> **TASK GOAL**:
Print the data exactly, leaving nothing out.

> **RAW RECORDS**:

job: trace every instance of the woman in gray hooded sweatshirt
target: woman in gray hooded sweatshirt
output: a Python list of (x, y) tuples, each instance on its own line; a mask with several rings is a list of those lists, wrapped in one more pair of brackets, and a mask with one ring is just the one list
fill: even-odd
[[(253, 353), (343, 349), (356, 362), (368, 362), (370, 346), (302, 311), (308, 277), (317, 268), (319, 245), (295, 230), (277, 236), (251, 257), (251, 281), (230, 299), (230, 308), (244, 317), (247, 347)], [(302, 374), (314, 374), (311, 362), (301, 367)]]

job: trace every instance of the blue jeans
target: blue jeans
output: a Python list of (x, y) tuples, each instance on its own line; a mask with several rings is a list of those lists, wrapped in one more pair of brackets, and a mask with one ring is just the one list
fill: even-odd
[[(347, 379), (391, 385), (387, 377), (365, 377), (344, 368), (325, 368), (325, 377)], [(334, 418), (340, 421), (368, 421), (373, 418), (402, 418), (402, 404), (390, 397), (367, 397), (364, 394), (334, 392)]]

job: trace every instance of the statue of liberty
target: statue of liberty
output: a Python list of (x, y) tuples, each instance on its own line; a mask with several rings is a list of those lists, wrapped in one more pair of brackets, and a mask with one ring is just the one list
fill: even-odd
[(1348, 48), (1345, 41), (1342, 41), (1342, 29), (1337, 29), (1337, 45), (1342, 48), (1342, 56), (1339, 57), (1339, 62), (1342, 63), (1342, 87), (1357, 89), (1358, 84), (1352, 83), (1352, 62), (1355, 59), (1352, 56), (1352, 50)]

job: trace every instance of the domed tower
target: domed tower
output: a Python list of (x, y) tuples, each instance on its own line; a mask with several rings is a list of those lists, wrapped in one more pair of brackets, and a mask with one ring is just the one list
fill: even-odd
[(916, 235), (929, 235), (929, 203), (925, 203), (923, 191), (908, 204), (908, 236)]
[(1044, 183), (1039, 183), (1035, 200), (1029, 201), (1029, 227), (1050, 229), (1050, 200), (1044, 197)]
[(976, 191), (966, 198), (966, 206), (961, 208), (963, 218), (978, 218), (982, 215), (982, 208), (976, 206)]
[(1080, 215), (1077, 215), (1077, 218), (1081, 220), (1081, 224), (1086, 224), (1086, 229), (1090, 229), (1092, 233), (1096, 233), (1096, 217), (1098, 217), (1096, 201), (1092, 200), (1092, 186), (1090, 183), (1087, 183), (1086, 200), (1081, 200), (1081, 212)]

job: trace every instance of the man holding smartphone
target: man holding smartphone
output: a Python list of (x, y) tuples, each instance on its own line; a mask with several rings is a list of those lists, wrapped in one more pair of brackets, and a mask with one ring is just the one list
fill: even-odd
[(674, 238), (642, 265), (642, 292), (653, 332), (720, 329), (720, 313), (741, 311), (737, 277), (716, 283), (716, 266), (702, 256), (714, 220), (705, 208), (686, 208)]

> **THE OUTPUT**:
job: trace every instance of the woman in gray hooded sweatshirt
target: woman in gray hooded sweatshirt
output: a Python list of (x, y) tuples, each instance on its own line; a mask with several rings is a list of those lists, wrapped in one more pair of brackets, and a mask with one ring is just the one list
fill: even-odd
[[(253, 353), (343, 349), (356, 362), (368, 362), (370, 346), (302, 311), (308, 277), (317, 268), (319, 245), (295, 230), (277, 236), (251, 257), (251, 281), (230, 299), (230, 308), (244, 317), (247, 347)], [(302, 374), (314, 374), (311, 362), (301, 367)]]

job: trace every instance of the blue jeans
target: blue jeans
output: a Python list of (x, y) tuples, each instance on its own line; a mask with several rings is a list of those lists, wrapped in one more pair of brackets, and a mask with one ring is just the one list
fill: even-odd
[[(347, 379), (391, 385), (387, 377), (365, 377), (344, 368), (325, 368), (325, 377)], [(334, 418), (340, 421), (368, 421), (373, 418), (402, 418), (402, 404), (390, 397), (367, 397), (364, 394), (334, 392)]]

job: trace every instance of the statue of liberty
target: statue of liberty
output: a Python list of (x, y) tuples, each instance on its own line; a mask with several rings is a list of those lists, wrapped in one more pair of brackets, and a mask with one ring is just the one list
fill: even-odd
[(1348, 48), (1345, 41), (1342, 41), (1342, 29), (1337, 29), (1337, 45), (1342, 48), (1342, 56), (1339, 57), (1339, 62), (1342, 63), (1342, 87), (1357, 89), (1358, 84), (1352, 83), (1352, 62), (1355, 59), (1352, 56), (1352, 50)]

job: trace every instance of the domed tower
target: domed tower
output: a Python list of (x, y) tuples, each instance on its own line; a mask with several rings is a list of those lists, wrapped in one more pair of brackets, and a mask with one ring is just the one list
fill: even-odd
[(916, 235), (929, 235), (929, 203), (925, 203), (923, 191), (908, 204), (908, 236)]
[(1044, 183), (1039, 183), (1035, 200), (1029, 201), (1029, 227), (1050, 229), (1050, 200), (1044, 197)]
[(976, 191), (966, 198), (966, 206), (961, 208), (963, 218), (978, 218), (982, 215), (982, 208), (976, 206)]
[(1080, 215), (1077, 215), (1077, 218), (1081, 220), (1081, 224), (1086, 224), (1086, 229), (1090, 229), (1092, 233), (1096, 233), (1096, 217), (1098, 217), (1096, 201), (1092, 200), (1092, 186), (1090, 183), (1087, 183), (1086, 200), (1081, 200), (1081, 212)]

job: trace every instance of the man holding smartphone
target: man holding smartphone
output: a Python list of (x, y) tuples, each instance on its own line; a mask with several rings is a list of those lists, wrapped in one more pair of brackets, and a mask with one ring is just the one list
fill: even-odd
[(674, 238), (642, 265), (642, 292), (653, 332), (720, 329), (720, 313), (741, 311), (737, 277), (716, 283), (716, 266), (702, 256), (714, 220), (705, 208), (686, 208)]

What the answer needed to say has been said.